• [What you have to do]:
Please reproduce all of the material below word for word, keeping every line unchanged.

• [Stored data entries]:
========================================
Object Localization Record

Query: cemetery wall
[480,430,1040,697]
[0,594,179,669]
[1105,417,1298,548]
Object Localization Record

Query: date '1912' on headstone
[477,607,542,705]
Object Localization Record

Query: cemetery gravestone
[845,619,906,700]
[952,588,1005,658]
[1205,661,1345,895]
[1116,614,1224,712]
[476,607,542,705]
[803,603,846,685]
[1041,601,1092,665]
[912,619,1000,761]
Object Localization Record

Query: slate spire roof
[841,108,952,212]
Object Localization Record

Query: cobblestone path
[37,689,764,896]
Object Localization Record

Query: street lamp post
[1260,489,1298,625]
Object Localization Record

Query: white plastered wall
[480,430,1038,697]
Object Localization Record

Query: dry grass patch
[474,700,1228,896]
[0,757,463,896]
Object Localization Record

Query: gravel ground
========================================
• [Solution to the problem]:
Object Localization Record

Query: cemetery wall
[480,430,1040,697]
[0,594,179,669]
[1105,417,1298,548]
Object Localization Record

Query: date '1912' on headstone
[477,607,542,705]
Object Localization Record

Query: cemetery gravestone
[845,619,906,700]
[952,588,1005,658]
[1205,661,1345,895]
[1116,614,1224,712]
[476,607,542,705]
[803,603,846,685]
[1041,601,1092,665]
[912,619,1000,761]
Object Localization Record

Query: slate spire roof
[841,108,952,212]
Object Localization Record

Query: cobblestone path
[37,689,764,896]
Object Localization Record

Query: street lamp post
[1260,489,1298,625]
Object Localization Record

Query: white plastered wall
[480,430,1038,697]
Object Localization Record

Query: dry grass patch
[474,700,1228,896]
[0,757,463,896]
Object Localization Record

Query: gravel ground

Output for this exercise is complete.